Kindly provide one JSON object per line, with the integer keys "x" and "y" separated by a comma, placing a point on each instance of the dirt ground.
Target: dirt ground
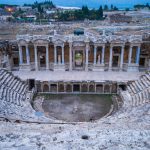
{"x": 77, "y": 108}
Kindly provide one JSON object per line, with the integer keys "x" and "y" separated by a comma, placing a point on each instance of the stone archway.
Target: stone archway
{"x": 45, "y": 88}
{"x": 68, "y": 88}
{"x": 84, "y": 87}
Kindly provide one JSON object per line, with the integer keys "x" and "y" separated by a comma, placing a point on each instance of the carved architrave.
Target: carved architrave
{"x": 41, "y": 42}
{"x": 22, "y": 42}
{"x": 58, "y": 42}
{"x": 78, "y": 44}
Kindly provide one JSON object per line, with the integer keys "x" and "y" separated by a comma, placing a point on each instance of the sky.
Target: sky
{"x": 79, "y": 3}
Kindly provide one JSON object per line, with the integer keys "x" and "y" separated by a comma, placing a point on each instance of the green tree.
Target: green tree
{"x": 112, "y": 7}
{"x": 100, "y": 12}
{"x": 105, "y": 7}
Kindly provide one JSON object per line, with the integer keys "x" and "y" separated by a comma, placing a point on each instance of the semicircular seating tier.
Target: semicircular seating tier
{"x": 137, "y": 92}
{"x": 15, "y": 99}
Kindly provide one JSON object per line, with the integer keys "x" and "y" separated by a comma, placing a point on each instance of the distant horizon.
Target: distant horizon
{"x": 79, "y": 3}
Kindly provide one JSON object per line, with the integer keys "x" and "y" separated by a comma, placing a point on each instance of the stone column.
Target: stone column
{"x": 47, "y": 58}
{"x": 27, "y": 55}
{"x": 95, "y": 54}
{"x": 63, "y": 55}
{"x": 110, "y": 57}
{"x": 138, "y": 55}
{"x": 122, "y": 57}
{"x": 55, "y": 54}
{"x": 130, "y": 55}
{"x": 20, "y": 55}
{"x": 70, "y": 56}
{"x": 103, "y": 55}
{"x": 36, "y": 58}
{"x": 87, "y": 57}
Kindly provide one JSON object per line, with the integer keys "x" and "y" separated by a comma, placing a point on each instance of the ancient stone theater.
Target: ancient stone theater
{"x": 75, "y": 85}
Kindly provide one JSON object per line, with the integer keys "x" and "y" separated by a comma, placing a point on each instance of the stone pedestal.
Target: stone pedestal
{"x": 59, "y": 67}
{"x": 149, "y": 65}
{"x": 25, "y": 67}
{"x": 98, "y": 67}
{"x": 133, "y": 68}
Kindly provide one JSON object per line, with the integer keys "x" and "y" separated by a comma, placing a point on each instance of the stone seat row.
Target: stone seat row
{"x": 15, "y": 99}
{"x": 11, "y": 96}
{"x": 137, "y": 86}
{"x": 141, "y": 98}
{"x": 138, "y": 92}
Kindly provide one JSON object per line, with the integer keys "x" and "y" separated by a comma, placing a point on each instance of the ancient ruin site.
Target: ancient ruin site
{"x": 76, "y": 85}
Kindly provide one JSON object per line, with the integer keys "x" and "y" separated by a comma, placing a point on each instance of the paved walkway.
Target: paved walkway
{"x": 78, "y": 76}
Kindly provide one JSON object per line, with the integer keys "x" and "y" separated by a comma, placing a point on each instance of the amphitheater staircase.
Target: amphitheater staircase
{"x": 137, "y": 92}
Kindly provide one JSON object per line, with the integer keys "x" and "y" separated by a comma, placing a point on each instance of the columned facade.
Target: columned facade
{"x": 61, "y": 55}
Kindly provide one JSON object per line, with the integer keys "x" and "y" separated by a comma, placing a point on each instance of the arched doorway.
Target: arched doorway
{"x": 45, "y": 88}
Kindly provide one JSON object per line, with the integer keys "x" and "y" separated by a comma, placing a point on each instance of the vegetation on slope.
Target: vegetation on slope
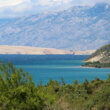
{"x": 18, "y": 92}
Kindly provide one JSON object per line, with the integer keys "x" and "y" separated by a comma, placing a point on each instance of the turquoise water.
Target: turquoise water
{"x": 45, "y": 67}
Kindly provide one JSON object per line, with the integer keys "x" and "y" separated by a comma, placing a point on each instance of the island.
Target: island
{"x": 100, "y": 58}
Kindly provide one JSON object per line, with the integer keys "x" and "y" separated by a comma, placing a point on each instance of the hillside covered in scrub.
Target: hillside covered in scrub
{"x": 18, "y": 92}
{"x": 101, "y": 58}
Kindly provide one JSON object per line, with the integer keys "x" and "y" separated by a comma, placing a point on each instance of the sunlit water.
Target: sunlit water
{"x": 45, "y": 67}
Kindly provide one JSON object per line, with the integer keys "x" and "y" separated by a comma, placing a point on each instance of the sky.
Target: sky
{"x": 16, "y": 8}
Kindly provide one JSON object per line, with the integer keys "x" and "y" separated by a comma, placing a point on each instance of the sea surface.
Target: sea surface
{"x": 46, "y": 67}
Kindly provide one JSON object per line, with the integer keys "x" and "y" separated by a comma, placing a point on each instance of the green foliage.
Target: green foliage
{"x": 18, "y": 92}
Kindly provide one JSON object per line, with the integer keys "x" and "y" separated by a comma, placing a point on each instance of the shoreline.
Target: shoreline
{"x": 95, "y": 67}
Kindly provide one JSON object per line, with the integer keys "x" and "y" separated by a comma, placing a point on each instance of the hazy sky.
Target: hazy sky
{"x": 14, "y": 8}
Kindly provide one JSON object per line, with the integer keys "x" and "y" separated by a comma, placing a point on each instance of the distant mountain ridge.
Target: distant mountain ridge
{"x": 68, "y": 29}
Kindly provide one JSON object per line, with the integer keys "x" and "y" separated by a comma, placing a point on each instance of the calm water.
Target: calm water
{"x": 45, "y": 67}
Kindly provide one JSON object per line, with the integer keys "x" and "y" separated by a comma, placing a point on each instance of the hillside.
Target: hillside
{"x": 67, "y": 29}
{"x": 101, "y": 58}
{"x": 5, "y": 49}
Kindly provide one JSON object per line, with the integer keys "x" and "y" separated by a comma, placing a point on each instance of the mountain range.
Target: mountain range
{"x": 76, "y": 28}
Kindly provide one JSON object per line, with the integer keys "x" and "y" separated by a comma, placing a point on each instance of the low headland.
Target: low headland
{"x": 28, "y": 50}
{"x": 99, "y": 59}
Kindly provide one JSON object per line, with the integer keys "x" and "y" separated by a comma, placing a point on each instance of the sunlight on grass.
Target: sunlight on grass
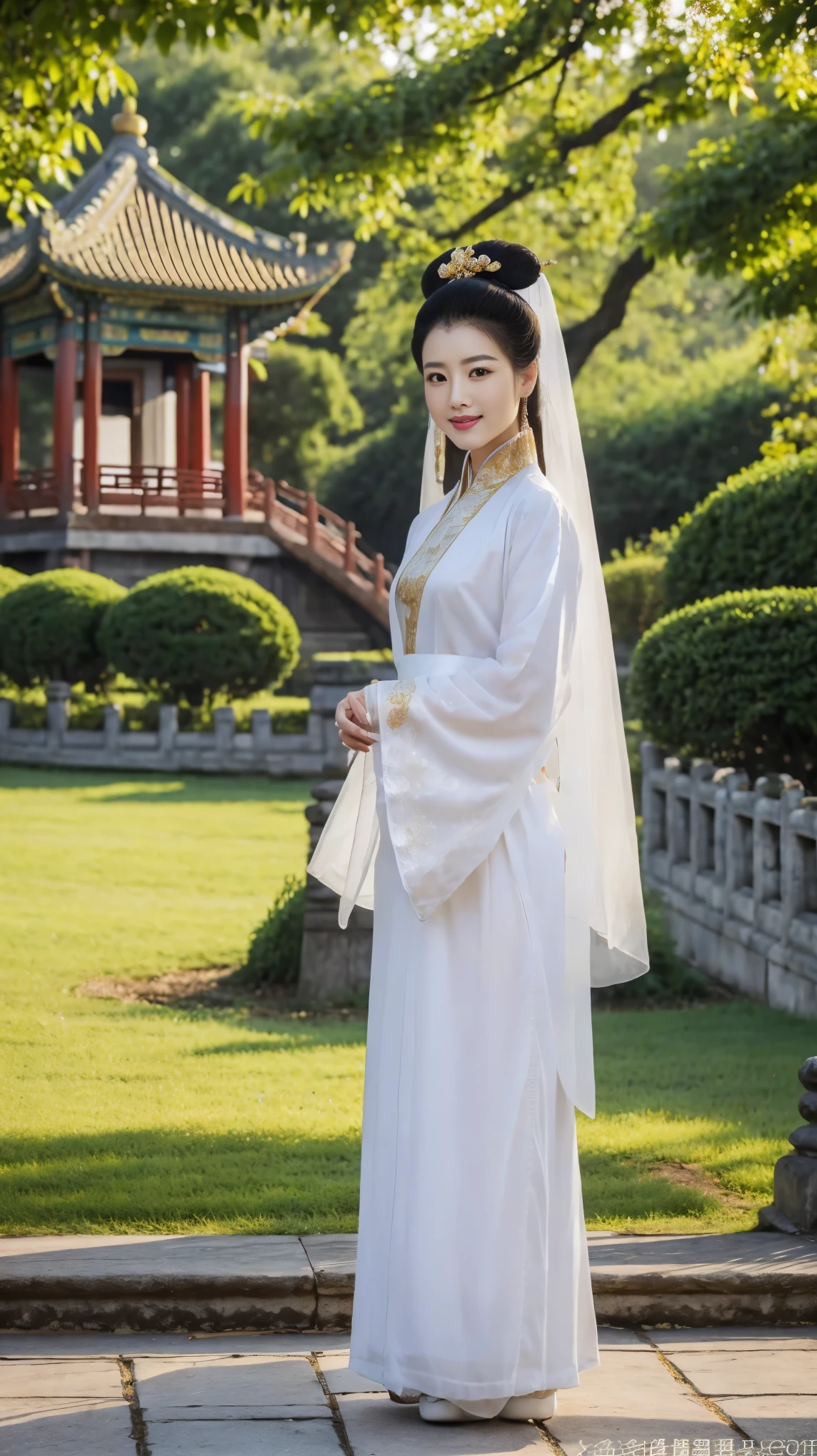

Assigned task:
Give back the listing exactly, without a single picture.

Answer below:
Kindly provide one JSON object per line, with the integer keys "x" and "y" separated by a comma, placing a point on each instance of the dirt ground.
Target: dirt ground
{"x": 77, "y": 108}
Kindly provide one JSON object per line, with the integer keys "x" and "y" separated by a comma, placing a point on each instance of the stone archway.
Target: stone archway
{"x": 45, "y": 88}
{"x": 68, "y": 88}
{"x": 84, "y": 87}
Kindly provide one JSON object per line, with the integer keys "x" and "y" separated by a comma, placing a point on each instance of the carved architrave.
Target: carved architrave
{"x": 41, "y": 42}
{"x": 22, "y": 42}
{"x": 58, "y": 42}
{"x": 78, "y": 44}
Kindly provide one JSON object per line, with the integer keys "x" and "y" separated by a comma, placing a point on each instance of the sky.
Target: sky
{"x": 79, "y": 3}
Kindly provide one JSON object per line, with the integer keys "x" and "y" separated by a comma, placing a point on each instance of the green tree.
Target: green tree
{"x": 112, "y": 7}
{"x": 100, "y": 12}
{"x": 105, "y": 7}
Kindly provide one JSON object per line, with the integer keys "x" and "y" separated by a comma, placing a point on each instance of the semicircular seating tier.
Target: semicircular seating tier
{"x": 137, "y": 92}
{"x": 15, "y": 99}
Kindly provide one JSON object per line, with the integer keys "x" and "y" separated by a comma, placing a point on each instance of the distant horizon.
Target: distant horizon
{"x": 79, "y": 3}
Kindly provide one JSON object per line, with the integer keys "x" and "y" separated by a comma, placing a point on each instance of the stone column.
Target: stone column
{"x": 47, "y": 58}
{"x": 27, "y": 55}
{"x": 95, "y": 54}
{"x": 63, "y": 55}
{"x": 110, "y": 57}
{"x": 138, "y": 55}
{"x": 122, "y": 57}
{"x": 55, "y": 54}
{"x": 130, "y": 55}
{"x": 20, "y": 55}
{"x": 70, "y": 56}
{"x": 103, "y": 55}
{"x": 36, "y": 58}
{"x": 87, "y": 57}
Kindly provide one JSON object per line, with the integer keys "x" and "y" separated by a comma, placing a point on each instance of the ancient stone theater.
Target: ancient stone theater
{"x": 75, "y": 85}
Kindly provide one JSON object per line, with the integer keys "x" and "y" separated by a comma, placing a point on each instance of the stone pedestal.
Target: stone pedestal
{"x": 59, "y": 67}
{"x": 149, "y": 65}
{"x": 25, "y": 67}
{"x": 98, "y": 67}
{"x": 133, "y": 68}
Kindly provide one JSON object per line, with the integer keys "x" and "y" separated by a comma, placing a point on each instance of the stone seat row.
Target: stone seat row
{"x": 15, "y": 99}
{"x": 11, "y": 96}
{"x": 137, "y": 86}
{"x": 141, "y": 98}
{"x": 138, "y": 92}
Kindly provide one JSON object per line, with the integer keys "x" and "y" separated by a comma, placing a point on each instance of the ancient ruin site.
Target: ancient ruin site
{"x": 76, "y": 85}
Kindly provide one JSON object per line, with the integer keys "x" and "y" separated by a comma, placing a point on each instance of the paved walkway.
Target: paved walkway
{"x": 78, "y": 76}
Kindly provide one JSON object per line, with the integer keys "x" and "y" separated by a comma, placing a point on each instance of the amphitheater staircase.
Target: amphitheater staircase
{"x": 137, "y": 92}
Kindly provide one JSON object per line, with the integer keys "x" and "y" separated by a comma, placing a point on each instance of the columned facade.
Target: columned facade
{"x": 61, "y": 55}
Kindly provide one JSON object per line, with the integer keys "x" and "y" separated by a comma, placing a point on each instance of the arched doorway.
Target: arched doorway
{"x": 45, "y": 88}
Kindly provide one JSON object per line, with the integer keys "x" and "y" separated by a comma, placing a point on each instance of the vegetation on slope.
Target: vegetation on slope
{"x": 18, "y": 92}
Kindly provide one JSON object per line, with the integer keys "x" and "y" separated by a comma, placing a point on each instance of the turquoise water.
Target: turquoise water
{"x": 45, "y": 67}
Kindly provide one JSON object per line, with the integer keys "x" and "y" separated by a comma, placing a point on each instance of the island.
Target: island
{"x": 100, "y": 58}
Kindly provide one JSON object per line, with the integer keys "x" and "y" separated by a comma, placing a point on each instance of the hillside covered in scrub.
Target: hillside covered in scrub
{"x": 18, "y": 92}
{"x": 101, "y": 58}
Kindly provide one JSON object per line, with the integer keys "x" and "y" separated by a comma, placing a point on each instance of the sunlit water.
Target: sunlit water
{"x": 45, "y": 67}
Kindly provide one JSON object per line, with the integer keys "x" and "y" separated by a comma, placing a point on each instance of the sky.
Target: sky
{"x": 16, "y": 8}
Kindly provide one JSON object per line, with the integer keys "x" and "y" separated by a comma, placing a point on each instance of the sea surface.
Target: sea surface
{"x": 46, "y": 67}
Kindly provide one JSON object per line, with the integer keys "x" and "y" separated by a comma, placing a point on each instance of the green foliage.
Target: green foliage
{"x": 18, "y": 92}
Kindly provide one JSON object per line, with the integer keys "x" and "y" separated by a comma, placing a point on each instance of the shoreline.
Target: shoreline
{"x": 95, "y": 67}
Kindly provide one JSON object per line, with the integer keys "x" and "y" separated by a comma, placing a point on each instance of the hazy sky.
Target: hazy sky
{"x": 14, "y": 8}
Kindly provide one JSON object per line, with the integer keys "x" and "y" separated by a comma, placing a point on each instance of the distant mountain ridge.
Target: distant mountain ridge
{"x": 68, "y": 29}
Kindly provide one JSON object per line, with the integer keys "x" and "y" separated by a comma, placing a point on each instance of the calm water.
Target: calm water
{"x": 45, "y": 67}
Kindly provide one JSON object per line, with the integer keys "x" and "y" separated by a comma, placing a point on each instance of the hillside.
Target: hillside
{"x": 67, "y": 29}
{"x": 101, "y": 58}
{"x": 5, "y": 49}
Kindly provide one JSON object per line, with the integer keys "x" and "y" separated by a comma, placing a point on each instance of the mountain range.
Target: mountain range
{"x": 76, "y": 28}
Kindly provide one JSON object per line, with the integer keys "x" and "y" separated by a comma, placing a point on each instance of the low headland.
Target: low headland
{"x": 28, "y": 50}
{"x": 99, "y": 59}
Kindly provide one JSON object per line, with the integer keys "x" and "y" separated by a comma, placing a point on each instance of the sunlight on grass.
Target: sunlight on grass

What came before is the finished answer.